** Action item **
Put every line of the rows below into a Markdown table with two columns, Row and Line, giving each line's number and its text. Leave out blank lines.

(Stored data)

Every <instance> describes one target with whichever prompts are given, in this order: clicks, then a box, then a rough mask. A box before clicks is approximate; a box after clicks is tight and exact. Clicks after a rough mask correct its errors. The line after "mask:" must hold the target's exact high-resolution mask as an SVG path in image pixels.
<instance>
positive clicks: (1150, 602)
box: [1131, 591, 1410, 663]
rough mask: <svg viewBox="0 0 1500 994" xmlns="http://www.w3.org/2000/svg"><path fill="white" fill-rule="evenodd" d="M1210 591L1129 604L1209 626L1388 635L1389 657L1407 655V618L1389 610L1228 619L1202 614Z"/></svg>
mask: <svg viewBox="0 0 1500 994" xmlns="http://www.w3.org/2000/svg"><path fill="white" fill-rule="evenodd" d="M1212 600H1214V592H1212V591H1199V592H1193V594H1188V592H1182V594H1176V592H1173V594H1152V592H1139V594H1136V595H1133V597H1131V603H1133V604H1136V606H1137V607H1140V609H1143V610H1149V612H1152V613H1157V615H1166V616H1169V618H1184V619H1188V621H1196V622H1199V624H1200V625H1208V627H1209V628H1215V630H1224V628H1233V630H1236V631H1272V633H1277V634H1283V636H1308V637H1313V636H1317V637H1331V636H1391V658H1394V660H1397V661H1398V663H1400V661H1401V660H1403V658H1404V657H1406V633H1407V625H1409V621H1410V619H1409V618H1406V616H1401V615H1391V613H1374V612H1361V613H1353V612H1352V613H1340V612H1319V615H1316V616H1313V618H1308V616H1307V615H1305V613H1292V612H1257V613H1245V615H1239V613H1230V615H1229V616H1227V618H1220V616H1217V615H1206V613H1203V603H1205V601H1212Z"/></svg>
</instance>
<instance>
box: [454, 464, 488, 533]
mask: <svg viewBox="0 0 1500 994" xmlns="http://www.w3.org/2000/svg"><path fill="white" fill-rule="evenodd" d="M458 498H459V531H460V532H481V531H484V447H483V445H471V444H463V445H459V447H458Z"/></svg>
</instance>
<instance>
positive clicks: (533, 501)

** Exercise solution **
| Row | Line |
|---|---|
| 1 | Every <instance> describes one target with whichever prompts are given, in this order: clicks, then a box, then a rough mask. A box before clicks is approximate; a box after clicks is tight and exact. Clicks after a rough mask correct its errors. The line after "mask:" must hold the target's exact high-resolution mask as an SVG path in image pixels. |
| 2 | <instance> |
| 3 | positive clicks: (1150, 602) |
| 4 | box: [1131, 591, 1410, 663] |
| 5 | rough mask: <svg viewBox="0 0 1500 994" xmlns="http://www.w3.org/2000/svg"><path fill="white" fill-rule="evenodd" d="M1210 591L1129 604L1209 626L1388 635L1389 657L1407 655V618L1389 610L1228 619L1202 614Z"/></svg> |
| 6 | mask: <svg viewBox="0 0 1500 994" xmlns="http://www.w3.org/2000/svg"><path fill="white" fill-rule="evenodd" d="M1212 600H1214V592H1212V591H1199V592H1193V594H1188V592H1182V594H1176V592H1173V594H1152V592H1139V594H1136V595H1133V597H1131V603H1133V604H1136V606H1137V607H1140V609H1143V610H1149V612H1152V613H1157V615H1166V616H1169V618H1184V619H1188V621H1196V622H1199V624H1200V625H1208V627H1209V628H1215V630H1224V628H1233V630H1236V631H1272V633H1277V634H1283V636H1308V637H1313V636H1317V637H1331V636H1391V658H1394V660H1397V661H1398V663H1400V661H1401V660H1403V658H1404V657H1406V633H1407V625H1409V621H1410V619H1409V618H1406V616H1401V615H1391V613H1374V612H1361V613H1353V612H1352V613H1340V612H1319V615H1316V616H1313V618H1308V616H1307V615H1305V613H1292V612H1257V613H1245V615H1239V613H1230V615H1229V616H1227V618H1220V616H1217V615H1206V613H1203V603H1205V601H1212Z"/></svg> |
| 7 | </instance> |
| 8 | <instance> |
| 9 | box: [454, 464, 488, 533] |
| 10 | mask: <svg viewBox="0 0 1500 994" xmlns="http://www.w3.org/2000/svg"><path fill="white" fill-rule="evenodd" d="M458 498H459V531H460V532H481V531H484V447H483V445H471V444H463V445H459V447H458Z"/></svg> |
| 11 | </instance> |
| 12 | <instance> |
| 13 | positive clicks: (533, 501) |